====== Supplied data

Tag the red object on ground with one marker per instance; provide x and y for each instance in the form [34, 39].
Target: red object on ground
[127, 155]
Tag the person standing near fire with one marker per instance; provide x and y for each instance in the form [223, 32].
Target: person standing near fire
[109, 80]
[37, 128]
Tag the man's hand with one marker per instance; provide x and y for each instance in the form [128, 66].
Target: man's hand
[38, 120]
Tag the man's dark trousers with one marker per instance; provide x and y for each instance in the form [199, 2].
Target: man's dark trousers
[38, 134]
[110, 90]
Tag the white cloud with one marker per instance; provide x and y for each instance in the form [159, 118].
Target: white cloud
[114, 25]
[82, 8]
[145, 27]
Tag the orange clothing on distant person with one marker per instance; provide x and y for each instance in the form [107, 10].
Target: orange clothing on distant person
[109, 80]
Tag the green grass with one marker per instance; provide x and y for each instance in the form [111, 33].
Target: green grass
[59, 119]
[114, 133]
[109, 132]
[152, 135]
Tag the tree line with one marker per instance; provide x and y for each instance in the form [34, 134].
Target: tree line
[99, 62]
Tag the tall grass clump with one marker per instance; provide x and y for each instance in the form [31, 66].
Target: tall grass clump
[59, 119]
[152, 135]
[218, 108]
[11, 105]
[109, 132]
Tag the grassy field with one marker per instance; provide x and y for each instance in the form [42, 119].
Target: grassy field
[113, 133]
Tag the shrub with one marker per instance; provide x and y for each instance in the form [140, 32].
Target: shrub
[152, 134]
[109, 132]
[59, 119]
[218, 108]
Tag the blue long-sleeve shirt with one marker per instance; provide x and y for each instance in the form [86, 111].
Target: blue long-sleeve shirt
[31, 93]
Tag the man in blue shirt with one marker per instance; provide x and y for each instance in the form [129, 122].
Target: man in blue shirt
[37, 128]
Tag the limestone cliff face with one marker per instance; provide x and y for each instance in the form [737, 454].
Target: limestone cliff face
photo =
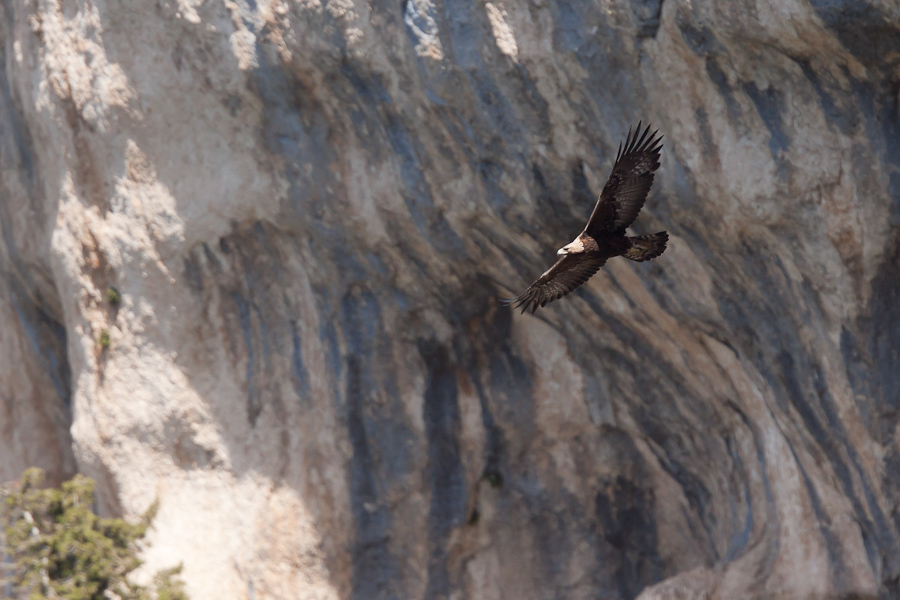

============

▸ **Exercise directions**
Omit the pictures; set down each record exactly.

▸ **Exercise result**
Tag the red object on ground with one marker per instance; provide x and y for each instance in the form [34, 39].
Target: red object on ground
[127, 155]
Tag the person standing near fire with one marker per instance; provide x and y for each instance in the form [223, 32].
Target: person standing near fire
[109, 80]
[37, 128]
Tag the man's hand with one marker per instance; provide x and y for each instance in the form [128, 66].
Target: man's hand
[38, 120]
Tag the man's dark trousers with one marker per instance; provide x and y for each instance in the form [199, 2].
Target: man's dark trousers
[38, 134]
[110, 90]
Tag the white cloud with one marker per instance; provide x and y for each instance in the form [159, 118].
Target: white cloud
[114, 25]
[82, 8]
[145, 27]
Tag the orange clothing on distant person with one marker per instance; provide x and y for each instance in the form [107, 10].
Target: orange clothing on distant person
[109, 80]
Tag the green grass with one marker per instance; provide x and y for each instance in the form [111, 33].
Target: green grass
[59, 119]
[114, 133]
[109, 132]
[152, 135]
Tag the tree line with one marker per instance; provide x and y for each instance in the form [34, 134].
Target: tree line
[99, 62]
Tag the tall grass clump with one marker per instance; provide x and y for each instance in the form [31, 66].
Target: tall grass clump
[59, 119]
[152, 135]
[218, 108]
[11, 105]
[109, 132]
Tag the grassy field with one marker per instance; provide x and y for each instance in the form [42, 119].
Target: grassy field
[113, 133]
Tag the shrub with one marker per instance; provide x and y for each instance in the form [140, 32].
Target: shrub
[152, 134]
[109, 132]
[59, 119]
[218, 108]
Tag the blue long-sleeve shirt with one marker per instance; provide x and y for each instance in the form [86, 111].
Target: blue long-sleeve shirt
[31, 93]
Tag the man in blue shirt with one marker per instance; provide x and y for each instance in the form [129, 122].
Target: man in blue shirt
[37, 128]
Tag the limestone cliff face with one marker per instance; provide x and y for each instance in the form [737, 454].
Target: limestone cliff face
photo =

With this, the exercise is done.